-- Task goal --
Each entry below should be retyped exactly, with nothing omitted.

-- Material for this exercise --
+++++
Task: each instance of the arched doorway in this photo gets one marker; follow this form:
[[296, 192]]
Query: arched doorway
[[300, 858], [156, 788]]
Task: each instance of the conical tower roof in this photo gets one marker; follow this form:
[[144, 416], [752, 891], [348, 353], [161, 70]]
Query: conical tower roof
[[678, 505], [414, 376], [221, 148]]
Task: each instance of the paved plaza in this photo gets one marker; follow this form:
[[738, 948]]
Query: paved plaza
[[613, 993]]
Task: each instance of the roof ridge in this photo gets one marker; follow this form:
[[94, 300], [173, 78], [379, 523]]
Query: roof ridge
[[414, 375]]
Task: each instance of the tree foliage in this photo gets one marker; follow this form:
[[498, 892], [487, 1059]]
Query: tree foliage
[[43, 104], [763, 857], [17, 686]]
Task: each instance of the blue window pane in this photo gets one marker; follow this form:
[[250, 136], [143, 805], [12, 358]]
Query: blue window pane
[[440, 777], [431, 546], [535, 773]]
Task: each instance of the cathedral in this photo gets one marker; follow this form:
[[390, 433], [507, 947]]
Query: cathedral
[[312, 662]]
+++++
-- Result of this task --
Task: each instance of the arched doorway in this photo gets one marker; follow this form:
[[296, 192]]
Query: arched doorway
[[300, 858], [156, 788]]
Task: each instance of the conical tower roof in this photo gets one marker; follow this form:
[[144, 416], [752, 891], [348, 353], [161, 70]]
Query: conical tower roof
[[678, 505], [414, 376], [221, 148]]
Task: each instance of the paved plaza in this photo gets one marker; follow this form:
[[738, 948]]
Query: paved plaza
[[613, 993]]
Task: each instance of the roof ridge in this photo gets one marker; follow this form:
[[94, 300], [173, 78], [379, 523]]
Query: roof ridge
[[414, 375]]
Task: each instance of the tree foliage in this photo gets one marker; follow this form:
[[498, 892], [487, 1059]]
Query: tree foliage
[[43, 104], [763, 857], [17, 686]]
Task: each instance of the blue window pane in this photo gets one marker; follow this form:
[[250, 136], [143, 805], [12, 358]]
Query: blue window pane
[[440, 777], [431, 546], [535, 773]]
Task: each instance of the cathedral in this photo gets one marker; follow this form:
[[390, 433], [507, 947]]
Query: cathedral
[[312, 662]]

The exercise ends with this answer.